Stored data entries
>>>
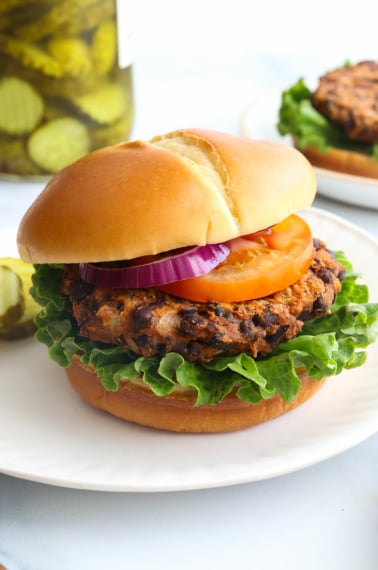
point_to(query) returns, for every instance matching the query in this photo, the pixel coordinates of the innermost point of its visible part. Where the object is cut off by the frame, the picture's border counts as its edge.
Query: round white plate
(259, 122)
(48, 434)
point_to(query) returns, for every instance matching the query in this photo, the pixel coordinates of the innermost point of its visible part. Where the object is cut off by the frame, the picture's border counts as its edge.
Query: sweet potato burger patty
(150, 322)
(348, 96)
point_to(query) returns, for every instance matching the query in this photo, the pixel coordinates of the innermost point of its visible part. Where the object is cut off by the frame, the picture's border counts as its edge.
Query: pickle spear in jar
(58, 143)
(21, 106)
(66, 85)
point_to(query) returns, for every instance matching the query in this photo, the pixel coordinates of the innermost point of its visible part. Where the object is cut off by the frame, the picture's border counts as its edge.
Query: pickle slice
(58, 143)
(60, 13)
(87, 18)
(30, 56)
(105, 105)
(104, 47)
(11, 298)
(73, 54)
(24, 326)
(14, 158)
(21, 107)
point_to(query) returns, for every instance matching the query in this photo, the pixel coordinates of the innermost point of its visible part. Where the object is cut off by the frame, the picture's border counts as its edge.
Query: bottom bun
(344, 161)
(136, 403)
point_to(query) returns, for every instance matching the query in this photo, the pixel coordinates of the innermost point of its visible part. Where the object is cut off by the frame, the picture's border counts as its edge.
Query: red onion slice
(185, 265)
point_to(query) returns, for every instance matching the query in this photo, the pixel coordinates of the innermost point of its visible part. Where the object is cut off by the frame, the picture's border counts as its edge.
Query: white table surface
(324, 516)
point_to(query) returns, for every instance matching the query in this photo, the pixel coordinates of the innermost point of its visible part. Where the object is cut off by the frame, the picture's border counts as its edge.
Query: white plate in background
(259, 122)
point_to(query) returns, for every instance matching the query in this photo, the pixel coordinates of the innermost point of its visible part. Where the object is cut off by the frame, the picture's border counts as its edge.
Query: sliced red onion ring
(185, 265)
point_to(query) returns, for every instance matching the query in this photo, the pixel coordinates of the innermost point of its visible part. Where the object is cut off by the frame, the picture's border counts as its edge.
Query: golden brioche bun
(344, 161)
(188, 187)
(135, 403)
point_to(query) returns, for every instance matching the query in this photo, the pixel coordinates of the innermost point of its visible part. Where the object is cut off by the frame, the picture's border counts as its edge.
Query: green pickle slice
(104, 47)
(73, 54)
(31, 56)
(58, 143)
(23, 325)
(21, 107)
(11, 298)
(105, 105)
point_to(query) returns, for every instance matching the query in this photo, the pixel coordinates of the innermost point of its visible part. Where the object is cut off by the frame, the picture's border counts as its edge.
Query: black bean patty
(348, 96)
(150, 322)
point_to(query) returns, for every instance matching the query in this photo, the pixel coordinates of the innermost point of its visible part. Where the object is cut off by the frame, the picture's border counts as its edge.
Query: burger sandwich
(181, 290)
(336, 125)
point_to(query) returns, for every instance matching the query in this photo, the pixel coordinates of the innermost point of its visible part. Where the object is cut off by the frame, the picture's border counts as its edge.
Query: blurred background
(190, 55)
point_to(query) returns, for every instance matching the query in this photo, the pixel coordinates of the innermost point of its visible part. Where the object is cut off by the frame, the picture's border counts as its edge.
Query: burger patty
(150, 322)
(348, 96)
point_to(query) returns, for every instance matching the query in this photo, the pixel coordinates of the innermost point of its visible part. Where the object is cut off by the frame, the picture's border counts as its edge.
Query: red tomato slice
(259, 264)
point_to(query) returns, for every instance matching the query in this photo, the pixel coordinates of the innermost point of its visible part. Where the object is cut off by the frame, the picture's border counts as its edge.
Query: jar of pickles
(65, 83)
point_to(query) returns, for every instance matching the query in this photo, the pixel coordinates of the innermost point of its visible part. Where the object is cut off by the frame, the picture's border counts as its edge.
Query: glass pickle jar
(65, 84)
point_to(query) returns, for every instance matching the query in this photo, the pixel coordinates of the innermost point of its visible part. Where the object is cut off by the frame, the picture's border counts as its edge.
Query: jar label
(125, 29)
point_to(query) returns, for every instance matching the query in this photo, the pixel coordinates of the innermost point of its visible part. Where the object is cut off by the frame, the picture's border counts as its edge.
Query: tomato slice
(259, 264)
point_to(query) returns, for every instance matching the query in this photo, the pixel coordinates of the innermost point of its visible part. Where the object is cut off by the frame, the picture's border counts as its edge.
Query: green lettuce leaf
(325, 347)
(298, 118)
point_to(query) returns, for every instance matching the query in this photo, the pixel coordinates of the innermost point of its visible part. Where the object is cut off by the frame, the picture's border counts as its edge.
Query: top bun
(187, 187)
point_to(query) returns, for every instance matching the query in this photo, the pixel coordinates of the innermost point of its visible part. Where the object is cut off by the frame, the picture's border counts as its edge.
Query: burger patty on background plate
(349, 97)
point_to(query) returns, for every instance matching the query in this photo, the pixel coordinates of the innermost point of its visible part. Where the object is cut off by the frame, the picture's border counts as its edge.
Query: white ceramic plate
(259, 122)
(48, 434)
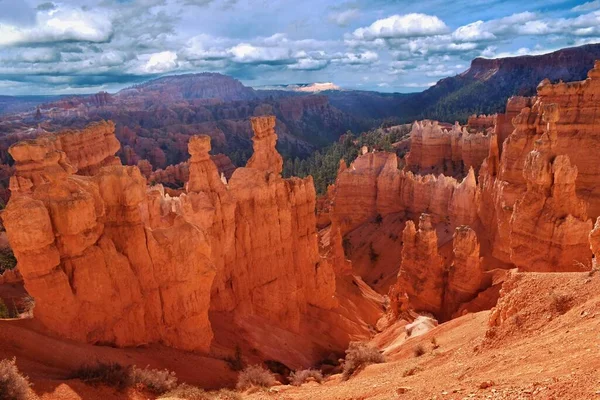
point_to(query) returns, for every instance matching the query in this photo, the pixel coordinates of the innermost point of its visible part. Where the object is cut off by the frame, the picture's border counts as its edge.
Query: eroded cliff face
<<<
Task description
The records above are to be quoted exactly, with all pictures left out.

Task response
point_to(query) returns, for every instance matching the query in this photo, the pixel coordinates of the innermost point of its visible part. Where the object is cut off by the frame, the picture's border counts as its edge.
Query: round white plate
(259, 122)
(48, 434)
point_to(query) returns, for every instance matching the query in this photo, the pixel coordinates of the innermost point of its visible part. Where the object is cut off by the frame, the picture's border counts as its edge.
Query: sweet potato burger patty
(150, 322)
(348, 96)
point_to(query) returns, for every instance matching the query in this photo, the pixel coordinates of the innermost point of its visible part. Where the object is cut off by the frame, the picture's border counts as its edge.
Query: pickle spear in jar
(58, 143)
(21, 106)
(66, 85)
point_to(query) returns, for every instance matching the query in this photo, the pixel coordinates of the innermost point of its visible part. Where the object is cut off by the frame, the picture's border counts as its edge.
Query: pickle slice
(58, 143)
(60, 13)
(87, 18)
(30, 56)
(105, 105)
(104, 47)
(11, 298)
(73, 54)
(24, 326)
(14, 158)
(21, 107)
point_to(query) returns, for every instance matching the query in this photo, the pixel coordinates of the innermost point of its visible part. Where the object is cut off by the frame, the picture's border counts as its edge.
Query: bottom bun
(344, 161)
(136, 403)
point_to(query) returns, for every instance matching the query in this photo, the pixel coordinates of the innermost point of its visible part. Where the object is cut off by the frame, the picture's border counts as its edge.
Query: red onion slice
(185, 265)
point_to(query) returns, for every instance matching the query in this photo, the pixel coordinates of the innermost point of its visible part. Where the object is cut off by the frame, the picture's border counts as its edge.
Query: white table surface
(324, 516)
point_to(query) returns, for every instance matching the query in this photo, the pixel coordinates of the innermost point of its visible part. Where the object is cut off by the frame, the picture's border counts as its edge.
Query: white plate in background
(259, 122)
point_to(query) returns, for every instance matching the query in this photo, the pixel coordinates of the innermost point of its visible part. Where the object is cut off by the frame, the picture's border counts as its edge.
Query: sliced red onion ring
(185, 265)
point_to(query) returns, for every instance matching the query in this photo, the pixel coordinates of the innermost point of its visible part. Where the object is cut off by the frame, the picture's border counts as its edge.
Query: golden brioche bun
(344, 161)
(188, 187)
(135, 403)
point_to(query) returns, for every instance matching the query in this photo, the pixel coordinates of the innermost point of its visible part. Where the object is cut off by the frame, the picture's border counts as its edge.
Query: green pickle slice
(104, 47)
(73, 54)
(31, 56)
(58, 143)
(23, 325)
(21, 107)
(11, 298)
(105, 105)
point_to(query) returns, for every instance matching the query in this photo, the pixel coordinates of the innermost point of its visible part. Where the object is cut off by the frame, the picture's border counts as its edge.
Query: black bean patty
(348, 96)
(150, 322)
point_to(query) returns, for every instance matching the query in this photo, the pixel coordinates of the innermost point of its visible part. Where the object is cut off by the frame, the picture's border counts as its edge.
Query: burger sandwich
(181, 290)
(336, 125)
point_to(query) returns, for every instance matching the query in this photo, the pixel coordinates of the innermost point of its visible part. Where the object is cut off by the frame, the picture's border counts as its edge.
Query: blurred background
(190, 55)
point_to(query) returns, for every instance matching the query in this photo, the pixel coordinates of the innermost point of its visible part. Where the object is cut off by the frame, the picture's border counts as its edge.
Query: burger patty
(150, 322)
(348, 96)
point_to(query) returns, for every instance matching the query in this photo, the pixel coordinates of the innermost point of its visible part. Where the object is cut off by the frame, the picture's border counts as its edge.
Query: red tomato slice
(259, 264)
point_to(query) returns, for every instance matching the query in this photo, the pixel coordinates of the innermost point of its visible part. Where the object is cut off by the frame, the picture's border counts as its edge.
Query: jar of pickles
(65, 83)
point_to(query) returns, for every instance matching the query in this photo, the pixel coordinates of the innermost point of its visible part. Where the object is cut off by the frame, the picture's border counts as its edge.
Query: glass pickle jar
(65, 84)
point_to(query) returns, for every instance matching the query in this photo, the pixel coordinates of the innermost point of its visible part. Where the object is cut off by the frame, the picture's border counts as its edge.
Query: jar label
(125, 29)
point_to(query) returns, for every instance matching the query in this photo, the pixel coordinates of the innermost point of its visible part. Where the object is cut off by the frame, the picture's border counts as its edge.
Query: tomato slice
(259, 264)
point_to(query) returns, for every instance matching the query in this photo, the pixel coordinates of the innermost point of its visible part. Where the object is cut off by the frame, the picture's border counts as its edge.
Query: green lettuce leaf
(325, 347)
(298, 118)
point_to(query) returns, for every instance matching the query in this photo, the pixel coordinates of the innermost point of its visible part. Where the object is cut off by the frame, the picture's border counts as its edge.
Query: top bun
(187, 187)
point_to(query) returns, for every instance matching the query in this photo, the pixel coordinates of the innermost point of its visible part. Where the object is cut off by the frame, the picture's border counts as its edge.
Query: burger patty on background plate
(349, 97)
point_to(query) returns, for every instance matching the query in this photo, the pixel coordinates of the innermost point of its visible part. Where the object is cut off by the frame, the picture's border counts as its edge.
Query: white ceramic plate
(259, 122)
(48, 434)
point_to(query) returns, for every instance matching the query in this photo, the pixel coordinates of the innermost point of its visible part. Where the object is cut off by the frame, the picture's border counts as its edge.
Query: eroded cliff face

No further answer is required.